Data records

=====

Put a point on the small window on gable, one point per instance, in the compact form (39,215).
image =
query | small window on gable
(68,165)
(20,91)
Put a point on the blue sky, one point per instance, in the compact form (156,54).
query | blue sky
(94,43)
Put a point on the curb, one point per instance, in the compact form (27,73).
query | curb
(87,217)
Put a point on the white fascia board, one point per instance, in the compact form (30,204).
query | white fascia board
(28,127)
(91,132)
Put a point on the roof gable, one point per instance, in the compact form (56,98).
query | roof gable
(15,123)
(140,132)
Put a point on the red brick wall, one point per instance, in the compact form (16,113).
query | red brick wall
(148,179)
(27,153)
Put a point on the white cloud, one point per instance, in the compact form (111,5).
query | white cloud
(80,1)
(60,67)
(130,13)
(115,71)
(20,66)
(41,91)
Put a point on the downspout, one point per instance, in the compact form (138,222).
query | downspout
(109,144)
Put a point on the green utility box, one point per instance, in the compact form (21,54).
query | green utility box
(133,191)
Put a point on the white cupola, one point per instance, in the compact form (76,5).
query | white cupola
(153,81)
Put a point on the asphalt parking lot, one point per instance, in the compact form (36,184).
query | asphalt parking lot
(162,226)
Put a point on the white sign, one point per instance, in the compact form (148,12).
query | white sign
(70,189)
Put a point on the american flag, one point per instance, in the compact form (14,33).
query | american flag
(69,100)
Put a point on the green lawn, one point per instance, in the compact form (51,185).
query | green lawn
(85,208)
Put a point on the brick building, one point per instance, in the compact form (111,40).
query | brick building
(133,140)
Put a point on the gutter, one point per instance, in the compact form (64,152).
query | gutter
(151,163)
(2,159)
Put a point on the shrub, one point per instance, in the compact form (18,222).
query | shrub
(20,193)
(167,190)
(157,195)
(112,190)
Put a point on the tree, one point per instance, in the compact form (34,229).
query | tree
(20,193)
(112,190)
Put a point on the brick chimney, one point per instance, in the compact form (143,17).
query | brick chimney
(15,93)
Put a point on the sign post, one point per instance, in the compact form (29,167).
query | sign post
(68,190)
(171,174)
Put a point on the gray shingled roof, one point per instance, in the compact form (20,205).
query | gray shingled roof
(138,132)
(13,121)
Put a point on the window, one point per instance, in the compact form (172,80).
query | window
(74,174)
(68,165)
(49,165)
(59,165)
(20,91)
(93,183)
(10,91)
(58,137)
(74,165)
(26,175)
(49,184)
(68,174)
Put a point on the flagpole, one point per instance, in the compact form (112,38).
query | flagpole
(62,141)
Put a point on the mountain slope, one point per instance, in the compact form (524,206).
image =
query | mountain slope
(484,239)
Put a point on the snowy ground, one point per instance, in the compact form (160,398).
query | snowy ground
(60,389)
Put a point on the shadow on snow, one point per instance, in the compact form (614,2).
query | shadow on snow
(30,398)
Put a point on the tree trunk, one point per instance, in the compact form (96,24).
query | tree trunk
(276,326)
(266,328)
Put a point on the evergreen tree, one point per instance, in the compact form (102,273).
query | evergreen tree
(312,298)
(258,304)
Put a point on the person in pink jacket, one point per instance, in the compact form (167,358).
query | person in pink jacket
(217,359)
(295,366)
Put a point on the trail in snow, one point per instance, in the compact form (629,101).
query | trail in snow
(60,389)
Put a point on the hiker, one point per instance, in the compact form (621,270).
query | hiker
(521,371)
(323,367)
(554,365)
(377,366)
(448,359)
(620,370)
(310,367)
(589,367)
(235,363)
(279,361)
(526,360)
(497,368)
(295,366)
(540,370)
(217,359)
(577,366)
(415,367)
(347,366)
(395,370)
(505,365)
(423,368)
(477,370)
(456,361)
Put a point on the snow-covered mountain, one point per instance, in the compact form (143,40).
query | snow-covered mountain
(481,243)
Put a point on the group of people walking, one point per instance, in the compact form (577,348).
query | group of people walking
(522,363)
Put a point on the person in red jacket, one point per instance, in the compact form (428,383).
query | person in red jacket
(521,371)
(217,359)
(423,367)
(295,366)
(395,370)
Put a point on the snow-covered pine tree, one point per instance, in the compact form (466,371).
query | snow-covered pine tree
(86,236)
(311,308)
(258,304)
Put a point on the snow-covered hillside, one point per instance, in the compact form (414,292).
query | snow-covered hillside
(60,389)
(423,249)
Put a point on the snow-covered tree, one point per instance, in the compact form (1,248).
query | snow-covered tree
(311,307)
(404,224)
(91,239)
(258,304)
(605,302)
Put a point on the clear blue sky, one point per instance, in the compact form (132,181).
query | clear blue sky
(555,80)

=====

Rewrite all of the material above, replacing each occurrence of "compact form" with "condensed form" and leaving everything else unchanged.

Put a point on the small window on gable, one point per instance, in the condensed form (39,215).
image =
query | small window on gable
(68,165)
(20,91)
Put a point on the blue sky, one point per instance, in the condensed form (156,54).
query | blue sky
(94,43)
Put a point on the curb, one point per instance, in the condensed form (27,73).
query | curb
(87,217)
Put a point on the white fascia board, one point per instance, in the condensed form (30,204).
query | white fascia board
(28,127)
(91,132)
Put a point on the roof gable, one point per instance, in the condensed form (56,98).
query | roof gable
(15,123)
(140,132)
Put a point on the red brick wall, one point per instance, in the condensed form (16,113).
query | red brick wall
(148,179)
(27,153)
Put a point on the white cloud, one point per instance, in the condensed form (111,5).
query | white cloud
(80,1)
(60,67)
(130,13)
(115,71)
(20,66)
(41,91)
Put a point on the downspout, one point per instance, in the condensed form (138,222).
query | downspout
(109,144)
Put a point on the green utility box, one point per instance, in the condensed form (21,54).
query | green utility box
(133,191)
Put a point on the white cupola, one point per instance, in the condensed form (76,5).
query | white cupola
(153,81)
Put a point on the asphalt parking lot, one point per instance, in the condensed form (36,184).
query | asphalt parking lot
(162,226)
Put a point on the white sign, one point per instance, in the condensed form (148,12).
query | white sign
(70,189)
Put a point on the american flag, one point per instance, in the condensed form (14,33).
query | american flag
(69,100)
Put a point on the green lawn, one point per instance, in the condensed form (51,185).
query | green lawn
(85,208)
Put a point on the brick building, one point per instance, in the condensed form (111,40).
query | brick building
(133,140)
Put a point on the gutter, one point per instance, in the condensed form (64,152).
query | gutter
(151,163)
(2,159)
Put a point on the shrub, one point per instance, in the condensed form (18,222).
query | shrub
(20,193)
(167,190)
(157,195)
(112,190)
Put a point on the tree, one point per instance, in the condensed form (34,229).
query | tree
(20,193)
(112,190)
Put a point on the brick chimney, one point per instance, in the condensed form (143,17).
query | brick chimney
(15,93)
Put a point on the sign post, one point per instance, in the condensed form (29,167).
query | sign post
(68,190)
(171,174)
Put a point on the gray shingled roof, one point per instance, in the condensed form (20,205).
query | gray shingled roof
(138,132)
(13,121)
Put a point on the window, one point per instance, in the condensed form (172,80).
query | window
(74,174)
(68,165)
(49,165)
(59,165)
(20,91)
(93,183)
(10,91)
(58,137)
(74,165)
(26,175)
(49,184)
(68,174)
Put a point on the flagpole, one point per instance, in the condensed form (112,38).
query | flagpole
(62,141)
Put a point on the mountain slope, one point per instance, in the condensed form (524,206).
image =
query | mountain slope
(484,239)
Put a point on the snowy ground, one point per instance, in the condensed form (160,398).
query | snowy ground
(60,389)
Put a point on the shadow on snow, one point per instance, in the condensed form (614,2).
query | shadow on snow
(30,398)
Put a point on the tree trunk, one point per instance, in the condensed form (96,24).
query | tree trunk
(276,326)
(266,328)
Put a point on the evergreen tree, one point per instance, in the condensed form (102,273).
query | evergreen tree
(312,298)
(258,304)
Put a point on the person in pink jacket, one point per instance, in the condensed form (167,358).
query | person in pink jacket
(217,359)
(295,366)
Put a point on the trail in snow, one point per instance, in the condensed form (629,101).
query | trail in snow
(60,389)
Put a point on the hiker, one point per instance, in the condensed form (621,270).
query | hiker
(521,371)
(323,367)
(554,365)
(377,366)
(448,359)
(620,370)
(310,367)
(589,367)
(235,363)
(279,361)
(526,360)
(497,368)
(295,366)
(540,370)
(217,359)
(577,366)
(415,367)
(347,366)
(395,370)
(505,365)
(423,368)
(477,370)
(456,361)
Put a point on the snow-covered mountain, one point per instance, in the condensed form (143,40).
query | snow-covered mountain
(481,243)
Put a point on the group of people walking, one point per instance, in the condensed form (577,348).
query | group of people walking
(522,363)
Put a point on the person in red jacket, one point per instance, in the condensed form (428,383).
query | person in red jacket
(521,371)
(217,359)
(423,367)
(295,366)
(395,370)
Put a point on the snow-covered pine tree, one point per instance, in the condensed form (466,371).
query | snow-covered pine tree
(86,236)
(311,308)
(258,304)
Put a point on the snow-covered hillside, one point per instance, in the condensed form (414,292).
query | snow-covered hillside
(60,389)
(423,249)
Put a point on the snow-covered tree, one point per instance, in the condensed form (1,248).
query | snow-covered tree
(311,307)
(404,224)
(91,239)
(258,304)
(605,302)
Put a point on the clear blue sky, one point per instance, in the condensed form (132,181).
query | clear blue sky
(555,80)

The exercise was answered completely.